**GOAL OF THE EXERCISE**
Down to the last line, print the entries below exactly, and keep every picture out of the copy.

**INFORMATION PROVIDED**
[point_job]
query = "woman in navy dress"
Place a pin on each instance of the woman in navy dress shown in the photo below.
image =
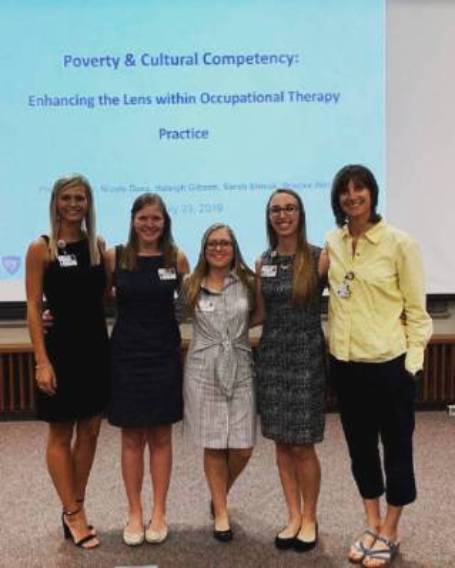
(72, 360)
(146, 359)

**RESULT FOR THIS TASK**
[point_job]
query = "woman in navy dress"
Place a pin on each instance of the woman in navy dress shown in the photo below.
image =
(72, 360)
(146, 359)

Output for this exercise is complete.